Pick up the news column below, on a donation to a missing children center and day care workers charged over staged fights, and carry it on past its final sentence.

Text block START

Gift benefits missing children center
Nancy Troast Waldeck, a best-selling local author, and the Scriptor Publishing Group will present a $250 donation to the National Center for Missing & Exploited Children - New York / Mohawk Valley (NCMEC-NY/MV) on Monday, Nov. 19.
Waldeck was the 6th grade teacher to Sara Anne Wood, who vanished on Aug. 18, 1993, as she walked her bike along the rural road in the Town of Litchfield on her way home from the Norwich Corners Presbyterian Church where her father was the lay pastor. She was never seen again. Child predator Lewis S. Lent Jr., of North Adams, Massachusetts, pleaded guilty to Sara’s abduction and murder and is serving a 25-years-to-life sentence in a Massachusetts prison. Sara’s body has never been found.
Her disappearance and search efforts ultimately led to the creation of the NCMEC-NY/MV office. The other seven authors featured in the book - "Rise Above: 8 Stories of Life Transformation" - are from all over the country, but together they voted to donate the proceeds to the center, where they will be used to support the main purpose of the Utica office as the only geographically targeted poster distribution center in the United States.
In addition to Waldeck, another connection to the cause is Kelli O’Brien Watson, owner of Scriptor Publishing Group. Watson volunteered for the National Center for Missing & Exploited Children for 15 years as school coordinator for the Ride for Missing Children and as president of the advisory board.
Find Rise Above: 8 Portraits of Life Transformation is a collaborative book of stories about overcoming obstacles and transforming your life. It is available on www.amazon.com. To learn more about the book visit www.scriptorpublishinggroup.com.
Day care battleground outrageous
And we wonder why civility in this country is in the toilet?
In St. Louis, Missouri, documents filed last week charged two day care workers with encouraging at least six 3- and 4-year-olds to engage in fistfights in 2016. The mini-pugilists - egged on by the workers for 35 minutes - resulted in tears and a black eye for a 4-year-old on his birthday.
As a result, Mickala Guliford, 28, and Tena N. Dailey, 22, face a felony charge of first-degree endangering the welfare of a child creating substantial risk. Both have been fired and a summons was issued last Monday for both to appear in court Dec. 3.

Text block END
Dataset content START

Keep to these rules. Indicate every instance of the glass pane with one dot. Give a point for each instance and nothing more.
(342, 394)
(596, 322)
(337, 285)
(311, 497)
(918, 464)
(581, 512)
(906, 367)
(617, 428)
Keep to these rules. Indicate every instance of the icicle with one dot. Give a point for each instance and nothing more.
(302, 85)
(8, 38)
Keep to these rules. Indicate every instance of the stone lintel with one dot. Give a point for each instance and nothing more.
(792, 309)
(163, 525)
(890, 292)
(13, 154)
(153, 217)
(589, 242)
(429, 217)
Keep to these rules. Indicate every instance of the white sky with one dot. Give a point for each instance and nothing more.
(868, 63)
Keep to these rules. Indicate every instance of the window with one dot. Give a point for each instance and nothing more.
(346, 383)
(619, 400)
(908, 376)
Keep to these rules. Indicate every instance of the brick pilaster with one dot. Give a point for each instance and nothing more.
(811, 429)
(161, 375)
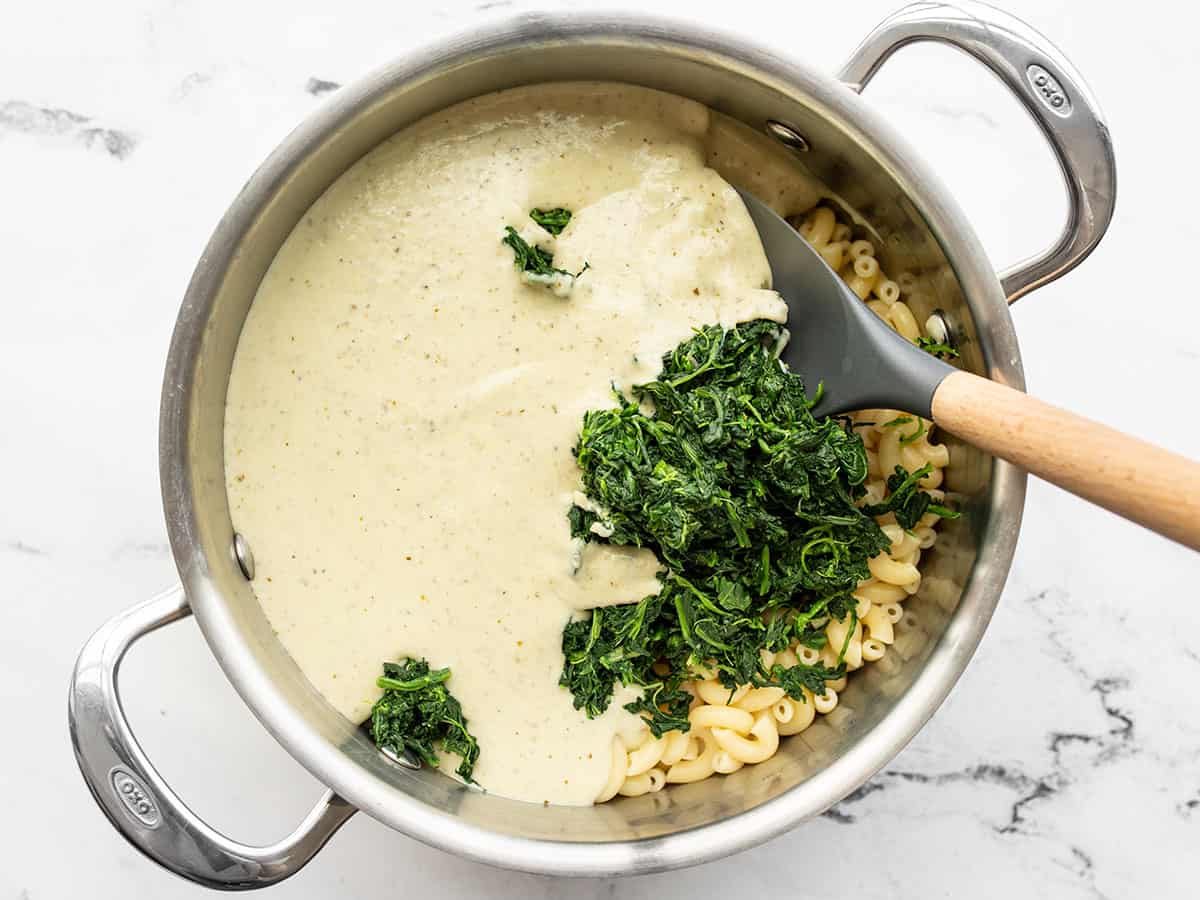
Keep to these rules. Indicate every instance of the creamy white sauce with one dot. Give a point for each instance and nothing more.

Dataset content END

__Response to the exercise__.
The charging documents claim that on Dec. 7, 2016, Guliford and Dailey were in charge of a class at the Adventure Learning Center in St. Louis, where they “encouraged and directed the children to engage in fistfights with each other.” According to the Associated Press, the fights lasted 35 minutes and involved at least six children, equipped with a padded glove on one hand. The fights were captured on the center’s surveillance video and by one fighter’s 10-year-old brother. A video shows one child crying after a fight, and Guliford “jumping up and down with excitement.”
The fight gave one 4-year-old a black eye and red marks and swelling on his face, charges say. It was his birthday.
This is pathetic. In a world already lacking in civility, teaching kids to be combative is absolutely horrifying. If found guilty, these two women should never be allowed near children again.
PrattMWP prof's artwork explosive
Sometimes our region's most talented folks fly beneath the radar. It's important that we know who they are and how very fortunate we are to have them here.
Serena Perrone, for example.
Perrone is an assistant professor of printmaking and drawing at PrattMWP College of Art and Design and is well known throughout the art world. She has work in permanent collections at the Whitney Museum of American Art, New York Public Library, Yale University Art Gallery, Cleveland Museum of Art, Detroit Institute of Arts, Smith College Museum of Art, RISD Museum, Philadelphia Museum of Art and Library of Congress.
This week it was announced that her artwork at PrattMWP has been purchased by the Metropolitan Museum of Art and will enter the museum's permanent collection. The work -“A Volcano Pilgrim in Exchange for Fire” - is a series of prints that match up to form a continuous line. The entire work expands 25 feet and displays landscapes of volcanoes.
The piece was inspired by the poetry of Craig Arnold.
“These images of active volcanoes located in Italy, Peru, Colombia, Nicaragua, Guatemala, Mexico and Japan are paired with fragments of text culled from the travel blog of the late poet Craig Arnold in the days leading up to his death in April of 2009 in Japan, while hiking volcanoes and conducting research for his next book of poetry which was to have been titled ‘An Exchange for Fire,’” she said.
Perrone is a graduate from the Rhode Island School of Design and Southern Illinois University Carbondale. She began teaching at PrattMWP College of Art and Design in 2016 and currently works as a visiting critic at the Rhode Island School of Design.